> What to work on:
Return the data verbatim, from its first line through the line containing "positive clicks: (392, 421)", both ends included, and omit the pictures.

> Task material:
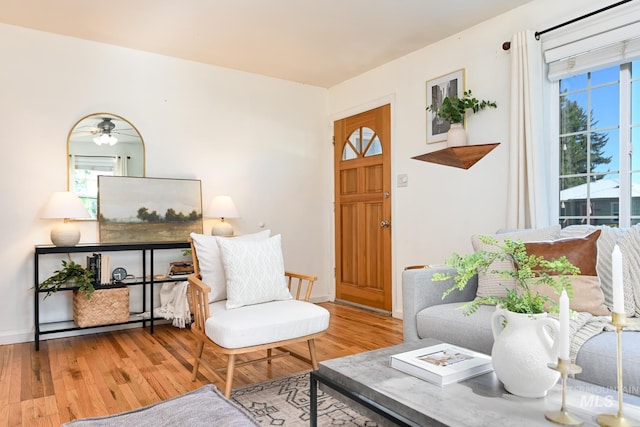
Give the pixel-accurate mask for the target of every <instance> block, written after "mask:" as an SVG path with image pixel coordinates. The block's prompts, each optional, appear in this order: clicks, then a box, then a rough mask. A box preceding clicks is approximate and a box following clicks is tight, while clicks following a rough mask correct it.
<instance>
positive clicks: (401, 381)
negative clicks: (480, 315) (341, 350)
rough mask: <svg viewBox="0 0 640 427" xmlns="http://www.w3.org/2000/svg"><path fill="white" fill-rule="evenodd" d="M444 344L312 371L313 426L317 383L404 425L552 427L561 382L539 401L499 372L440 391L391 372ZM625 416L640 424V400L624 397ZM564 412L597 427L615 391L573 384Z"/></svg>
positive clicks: (392, 421) (338, 363) (444, 388)
mask: <svg viewBox="0 0 640 427" xmlns="http://www.w3.org/2000/svg"><path fill="white" fill-rule="evenodd" d="M439 343H440V341H437V340H433V339H426V340H422V341H419V342H414V343H404V344H400V345H397V346H393V347H387V348H383V349H380V350H374V351H370V352H366V353H360V354H356V355H353V356H347V357H341V358H337V359H332V360H327V361H324V362H320V364H319V369H318V370H317V371H313V372H311V382H310V383H311V390H310V392H311V396H310V397H311V408H310V409H311V414H310V415H311V426H312V427H313V426H316V425H317V387H318V383H321V384H324V385H325V386H327V387H329V388H331V389H333V390H335V391H337V392H338V393H340V394H342V395H344V396H346V397H348V398H349V399H351V400H354V401H355V402H357V403H359V404H361V405H364V406H365V407H367V408H368V409H370V410H372V411H374V412H376V413H377V414H379V415H381V416H383V417H384V418H386V419H388V420H390V421H392V422H393V423H394V424H395V425H400V426H464V427H471V426H506V425H514V426H516V425H517V426H546V427H549V426H553V425H557V424H553V423H551V422H549V421H547V420H546V419H545V412H547V411H557V410H560V407H561V403H562V394H561V393H562V387H561V385H560V382H559V383H558V384H557V385H556V386H555V387H554V388H552V389H551V390H550V391H549V392H548V393H547V396H546V397H544V398H539V399H531V398H524V397H519V396H514V395H512V394H510V393H508V392H507V391H505V389H504V387H503V386H502V383H500V381H499V380H498V378H497V377H496V375H495V373H493V372H491V373H487V374H483V375H480V376H477V377H474V378H469V379H467V380H465V381H461V382H458V383H454V384H449V385H446V386H443V387H440V386H438V385H435V384H431V383H429V382H427V381H423V380H421V379H419V378H415V377H413V376H411V375H408V374H405V373H403V372H400V371H398V370H396V369H393V368H391V367H389V357H390V356H391V355H392V354H397V353H402V352H405V351H410V350H415V349H418V348H422V347H427V346H430V345H434V344H439ZM624 401H625V403H624V407H623V413H624V415H625V416H626V417H630V418H633V419H635V420H640V397H638V396H633V395H625V397H624ZM566 409H567V410H568V411H569V412H571V413H572V414H574V415H576V416H578V417H579V418H581V419H582V420H583V421H584V425H585V426H598V424H597V422H596V417H597V416H598V415H600V414H603V413H612V414H617V412H618V402H617V392H616V390H612V389H607V388H604V387H600V386H597V385H594V384H590V383H586V382H583V381H578V380H573V379H569V380H568V381H567V391H566Z"/></svg>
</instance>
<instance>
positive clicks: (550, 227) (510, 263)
mask: <svg viewBox="0 0 640 427" xmlns="http://www.w3.org/2000/svg"><path fill="white" fill-rule="evenodd" d="M559 234H560V225H553V226H551V227H546V228H538V229H531V230H522V231H516V232H512V233H500V234H493V235H491V236H493V237H495V239H496V240H497V241H498V243H499V244H502V243H503V242H504V239H505V238H507V237H509V238H511V239H513V240H522V241H523V242H536V241H543V240H555V239H557V238H558V236H559ZM480 236H481V235H479V234H476V235H474V236H472V237H471V244H472V246H473V249H474V250H475V251H476V252H478V251H481V250H485V251H488V252H497V251H498V249H497V248H496V247H495V246H491V245H486V244H484V243H482V241H480ZM513 269H514V267H513V263H512V262H511V261H509V260H506V261H500V260H497V261H494V262H493V263H492V264H491V265H490V266H489V268H488V269H487V271H486V272H478V291H477V292H476V296H478V297H486V296H496V297H504V296H506V295H507V290H506V289H507V288H511V289H513V288H515V285H516V282H515V279H513V278H510V277H506V278H505V277H500V275H499V274H497V273H492V272H491V271H494V270H497V271H503V270H513Z"/></svg>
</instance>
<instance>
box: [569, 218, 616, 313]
mask: <svg viewBox="0 0 640 427" xmlns="http://www.w3.org/2000/svg"><path fill="white" fill-rule="evenodd" d="M594 230H600V237H599V238H598V264H597V266H596V270H597V271H598V278H599V279H600V288H601V289H602V293H603V294H604V303H605V305H606V306H607V307H609V308H611V307H612V306H613V290H612V288H613V285H612V278H611V253H612V252H613V247H614V246H615V244H616V242H617V240H618V238H619V237H620V236H621V235H622V234H624V233H625V230H624V229H619V228H617V227H609V226H606V225H602V226H598V227H596V226H594V225H586V224H582V225H570V226H568V227H565V228H563V229H562V230H560V238H566V237H578V236H586V235H587V234H589V233H592V232H593V231H594Z"/></svg>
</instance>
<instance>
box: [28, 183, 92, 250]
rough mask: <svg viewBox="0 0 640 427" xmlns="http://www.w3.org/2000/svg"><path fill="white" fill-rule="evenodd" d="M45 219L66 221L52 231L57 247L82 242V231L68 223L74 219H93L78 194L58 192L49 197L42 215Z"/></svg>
mask: <svg viewBox="0 0 640 427" xmlns="http://www.w3.org/2000/svg"><path fill="white" fill-rule="evenodd" d="M40 217H41V218H43V219H64V222H63V223H61V224H58V225H56V226H55V227H53V228H52V229H51V242H52V243H53V244H54V245H56V246H75V245H77V244H78V242H79V241H80V230H79V229H78V227H76V226H75V225H73V224H71V223H69V222H68V220H69V219H72V218H91V215H90V214H89V212H88V211H87V209H86V208H85V207H84V205H83V204H82V202H81V201H80V198H79V197H78V195H77V194H75V193H71V192H69V191H58V192H55V193H53V194H52V195H51V197H49V200H48V202H47V204H46V205H45V207H44V209H43V210H42V214H41V215H40Z"/></svg>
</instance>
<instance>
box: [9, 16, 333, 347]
mask: <svg viewBox="0 0 640 427" xmlns="http://www.w3.org/2000/svg"><path fill="white" fill-rule="evenodd" d="M0 51H2V53H3V58H2V67H0V82H2V83H1V84H0V87H1V88H2V89H0V123H1V126H0V128H1V129H2V132H1V134H0V135H1V136H0V138H2V146H3V147H5V156H4V162H3V167H2V168H1V172H0V174H1V175H0V176H2V179H0V188H1V192H0V194H2V214H1V215H0V227H1V230H2V236H3V243H2V245H0V270H1V271H2V272H3V275H2V278H1V279H0V292H1V295H2V298H0V343H9V342H17V341H28V340H32V339H33V330H34V324H33V303H32V301H33V289H32V287H33V281H34V278H33V245H35V244H47V243H49V230H50V228H51V226H52V223H51V222H49V221H45V220H41V219H39V210H40V209H41V208H42V206H43V204H44V203H45V201H46V200H47V197H48V196H49V194H50V193H51V192H53V191H60V190H65V189H66V188H67V175H66V170H67V160H66V154H67V151H66V147H67V134H68V132H69V130H70V129H71V127H72V126H73V125H74V124H75V123H76V121H77V120H79V119H80V118H81V117H83V116H85V115H87V114H90V113H96V112H110V113H114V114H118V115H121V116H123V117H125V118H126V119H128V120H129V121H130V122H131V123H133V124H134V125H135V126H136V127H137V128H138V130H139V131H140V133H141V134H142V136H143V138H144V141H145V147H146V160H147V163H146V172H147V176H151V177H169V178H193V179H200V180H202V196H203V202H204V204H206V203H208V202H209V201H210V200H211V199H212V198H213V196H214V195H217V194H229V195H231V196H232V197H233V198H234V200H235V202H236V205H237V207H238V209H239V211H240V214H241V216H242V218H239V219H236V220H231V222H232V224H233V225H234V226H235V229H236V231H237V232H239V233H249V232H254V231H257V230H259V226H258V224H259V223H261V222H263V223H264V224H265V226H266V228H270V229H271V230H272V231H273V233H274V234H275V233H281V234H282V235H283V247H284V256H285V261H286V264H287V267H288V268H290V269H292V270H294V271H301V272H308V273H311V274H316V275H318V276H319V278H320V279H319V283H318V285H317V288H316V289H314V294H313V297H314V299H327V298H328V295H329V294H330V292H331V288H332V286H333V284H332V278H331V275H330V271H331V264H332V261H331V260H330V253H329V251H328V249H327V248H328V247H330V244H329V237H328V236H329V235H330V221H329V220H328V218H330V217H331V212H330V199H331V193H330V189H329V186H328V185H326V183H327V182H328V180H329V179H330V175H331V171H330V169H329V168H328V166H327V163H326V156H325V152H326V151H325V150H326V149H327V148H326V147H331V142H330V133H329V130H330V128H329V125H328V124H327V118H326V117H327V113H326V112H327V90H326V89H323V88H318V87H313V86H307V85H302V84H298V83H293V82H288V81H283V80H277V79H272V78H267V77H263V76H258V75H253V74H248V73H243V72H238V71H233V70H228V69H223V68H219V67H213V66H208V65H203V64H198V63H194V62H189V61H184V60H178V59H173V58H168V57H163V56H159V55H154V54H149V53H144V52H139V51H134V50H130V49H124V48H120V47H115V46H109V45H104V44H99V43H94V42H88V41H83V40H78V39H73V38H69V37H63V36H57V35H52V34H47V33H43V32H38V31H32V30H27V29H23V28H19V27H13V26H8V25H0ZM80 225H81V227H82V240H81V242H87V243H89V242H95V241H97V239H98V230H97V223H96V222H83V223H81V224H80ZM210 227H211V222H210V221H205V232H209V230H210ZM79 260H80V261H81V259H79ZM58 261H59V260H58V259H56V260H55V263H53V267H55V266H57V265H59V264H58ZM45 277H46V276H45ZM46 304H49V300H48V301H47V302H46ZM51 305H56V306H58V304H57V303H56V304H51ZM51 305H50V306H51ZM59 306H60V307H61V308H60V310H66V311H68V307H67V306H68V304H67V303H66V302H63V303H61V304H59ZM62 314H64V313H62ZM54 317H55V316H54Z"/></svg>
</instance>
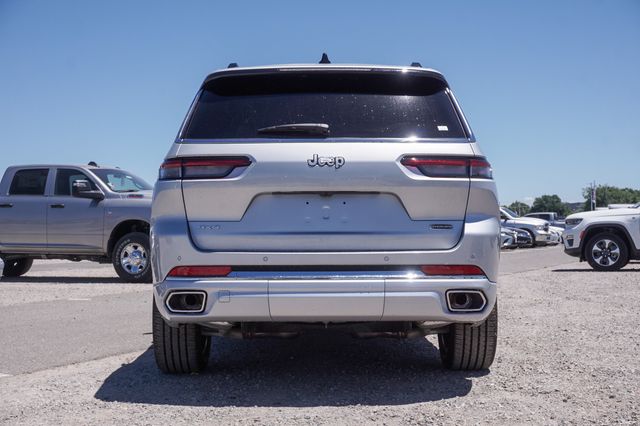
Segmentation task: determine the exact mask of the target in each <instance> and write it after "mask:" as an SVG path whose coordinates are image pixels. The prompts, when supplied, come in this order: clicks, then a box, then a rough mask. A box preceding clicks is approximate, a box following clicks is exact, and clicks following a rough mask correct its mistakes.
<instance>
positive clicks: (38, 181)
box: [9, 169, 49, 195]
mask: <svg viewBox="0 0 640 426" xmlns="http://www.w3.org/2000/svg"><path fill="white" fill-rule="evenodd" d="M48 174H49V169H29V170H19V171H17V172H16V174H15V175H14V176H13V181H12V182H11V187H10V188H9V194H10V195H44V189H45V187H46V185H47V175H48Z"/></svg>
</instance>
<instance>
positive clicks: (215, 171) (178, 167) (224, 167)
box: [159, 157, 251, 180]
mask: <svg viewBox="0 0 640 426" xmlns="http://www.w3.org/2000/svg"><path fill="white" fill-rule="evenodd" d="M249 165H251V160H250V159H249V158H248V157H201V158H172V159H169V160H165V162H164V163H162V165H161V166H160V173H159V179H160V180H173V179H220V178H224V177H227V176H229V174H230V173H231V172H232V171H233V170H234V169H235V168H236V167H247V166H249Z"/></svg>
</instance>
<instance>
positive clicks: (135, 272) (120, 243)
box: [111, 232, 153, 283]
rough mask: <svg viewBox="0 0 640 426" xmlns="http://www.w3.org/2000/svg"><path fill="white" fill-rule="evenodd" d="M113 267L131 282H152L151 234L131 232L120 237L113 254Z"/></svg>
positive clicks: (115, 269) (127, 279) (128, 280)
mask: <svg viewBox="0 0 640 426" xmlns="http://www.w3.org/2000/svg"><path fill="white" fill-rule="evenodd" d="M111 260H112V262H113V268H114V269H115V270H116V272H117V273H118V275H119V276H120V278H122V279H123V280H124V281H126V282H130V283H150V282H151V281H152V279H153V277H152V275H151V259H150V244H149V236H148V235H147V234H144V233H142V232H131V233H130V234H127V235H125V236H124V237H122V238H120V239H119V240H118V242H117V243H116V245H115V247H114V249H113V253H112V254H111Z"/></svg>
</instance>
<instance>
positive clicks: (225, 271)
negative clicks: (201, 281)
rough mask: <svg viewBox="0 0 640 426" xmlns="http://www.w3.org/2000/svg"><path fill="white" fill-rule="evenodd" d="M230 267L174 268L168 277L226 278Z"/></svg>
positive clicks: (177, 267)
mask: <svg viewBox="0 0 640 426" xmlns="http://www.w3.org/2000/svg"><path fill="white" fill-rule="evenodd" d="M230 273H231V266H176V267H175V268H173V269H172V270H171V271H170V272H169V276H170V277H179V278H185V277H202V278H204V277H226V276H227V275H229V274H230Z"/></svg>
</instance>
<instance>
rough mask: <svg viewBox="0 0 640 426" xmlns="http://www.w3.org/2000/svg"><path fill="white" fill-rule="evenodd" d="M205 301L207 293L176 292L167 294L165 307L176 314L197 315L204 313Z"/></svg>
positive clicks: (172, 291) (196, 291)
mask: <svg viewBox="0 0 640 426" xmlns="http://www.w3.org/2000/svg"><path fill="white" fill-rule="evenodd" d="M206 301H207V293H205V292H204V291H190V290H177V291H172V292H171V293H170V294H169V296H168V297H167V300H166V301H165V305H166V306H167V309H168V310H169V311H170V312H173V313H176V314H185V313H186V314H199V313H201V312H204V307H205V304H206Z"/></svg>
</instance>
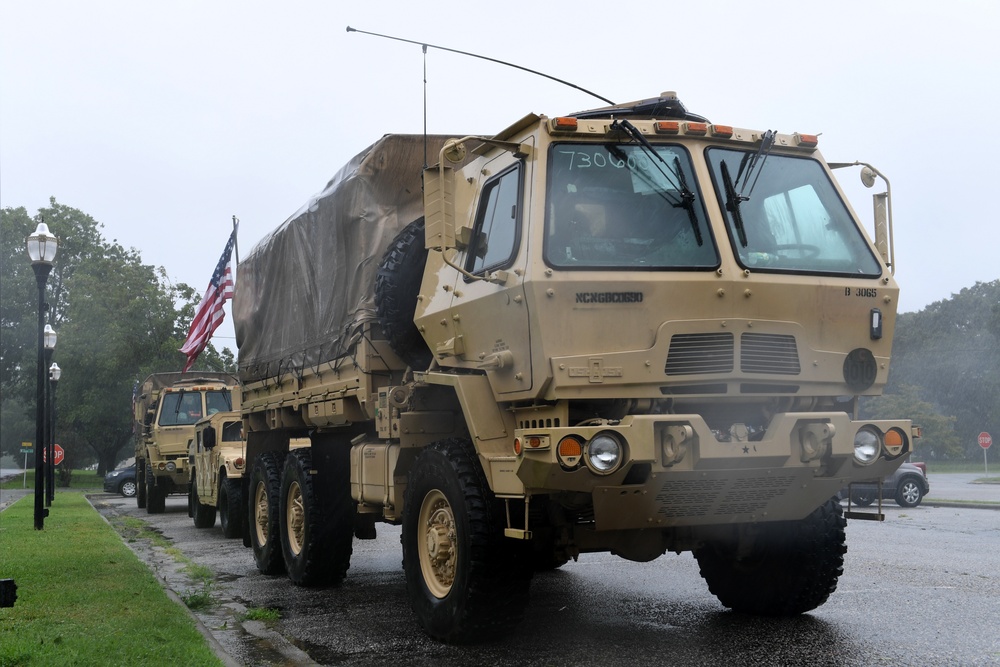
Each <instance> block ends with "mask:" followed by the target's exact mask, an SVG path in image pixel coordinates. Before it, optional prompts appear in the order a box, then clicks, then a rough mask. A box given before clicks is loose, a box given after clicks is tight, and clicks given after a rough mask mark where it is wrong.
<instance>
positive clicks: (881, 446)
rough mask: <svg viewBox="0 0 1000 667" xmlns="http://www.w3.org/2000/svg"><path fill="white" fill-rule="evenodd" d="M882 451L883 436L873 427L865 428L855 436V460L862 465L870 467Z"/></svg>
mask: <svg viewBox="0 0 1000 667" xmlns="http://www.w3.org/2000/svg"><path fill="white" fill-rule="evenodd" d="M881 451H882V434H881V433H879V432H878V430H877V429H876V428H874V427H873V426H864V427H862V428H861V430H859V431H858V432H857V433H856V434H855V436H854V458H855V460H857V462H858V463H860V464H862V465H868V464H869V463H872V462H873V461H874V460H875V459H877V458H878V455H879V452H881Z"/></svg>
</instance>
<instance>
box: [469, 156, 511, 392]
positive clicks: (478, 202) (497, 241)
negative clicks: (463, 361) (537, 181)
mask: <svg viewBox="0 0 1000 667" xmlns="http://www.w3.org/2000/svg"><path fill="white" fill-rule="evenodd" d="M480 173H481V176H482V178H483V181H482V186H481V187H480V188H479V201H478V204H477V205H476V207H475V210H474V215H475V217H474V219H473V220H472V237H471V240H470V243H469V245H468V247H467V248H466V249H465V251H463V253H462V254H460V255H459V256H458V257H457V258H456V260H457V261H456V263H460V266H462V268H463V269H465V271H466V272H467V273H468V274H473V275H475V276H477V278H476V279H473V278H470V277H469V276H468V275H462V274H459V273H458V272H457V271H456V280H455V283H454V289H453V292H452V294H453V296H452V302H451V309H450V319H451V321H452V325H453V326H454V329H455V333H456V337H455V339H454V343H455V345H456V349H455V350H454V354H455V356H456V357H458V358H459V359H461V360H463V361H466V362H471V363H472V364H473V365H475V366H477V367H479V368H483V369H485V370H486V372H487V375H489V377H490V382H491V384H492V386H493V389H494V391H496V392H497V393H498V394H503V393H511V392H518V391H525V390H528V389H531V332H530V330H529V327H528V306H527V301H526V299H525V295H524V273H525V265H526V263H527V255H528V253H527V249H528V234H527V233H526V230H527V229H528V227H529V224H530V221H529V216H530V210H531V208H530V206H529V205H528V204H529V202H530V200H531V161H530V160H520V159H517V158H515V157H514V156H512V155H511V154H509V153H506V152H505V153H501V154H500V155H499V156H497V157H496V158H495V159H493V160H491V161H490V162H488V163H487V164H486V167H485V168H484V169H483V170H482V171H481V172H480Z"/></svg>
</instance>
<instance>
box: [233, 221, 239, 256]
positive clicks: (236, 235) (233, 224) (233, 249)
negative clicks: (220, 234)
mask: <svg viewBox="0 0 1000 667" xmlns="http://www.w3.org/2000/svg"><path fill="white" fill-rule="evenodd" d="M239 228H240V219H239V218H237V217H236V216H235V215H234V216H233V231H234V232H237V234H236V237H237V238H236V243H234V244H233V255H234V258H235V259H236V266H239V265H240V239H239V233H238V232H239Z"/></svg>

> Output for this task:
Give the pixel-accurate mask for the target of every <instance> block, written after "mask:" as an SVG path with image pixel coordinates. The block's prompts, each optional, appear in this order: clicks, then a box, then a rough mask. A box preceding clicks is approximate and a box following clicks is tight, while clicks following a rough mask correct it.
<instance>
positive clicks: (401, 381)
negative clicks: (480, 315) (341, 350)
rough mask: <svg viewBox="0 0 640 427" xmlns="http://www.w3.org/2000/svg"><path fill="white" fill-rule="evenodd" d="M444 344L312 371L313 426L317 383L404 425L552 427L561 382L539 401L499 372L440 391L391 372ZM625 416L640 424V400L624 397ZM564 412L597 427L615 391L573 384Z"/></svg>
positive clicks: (392, 421) (338, 363) (444, 388)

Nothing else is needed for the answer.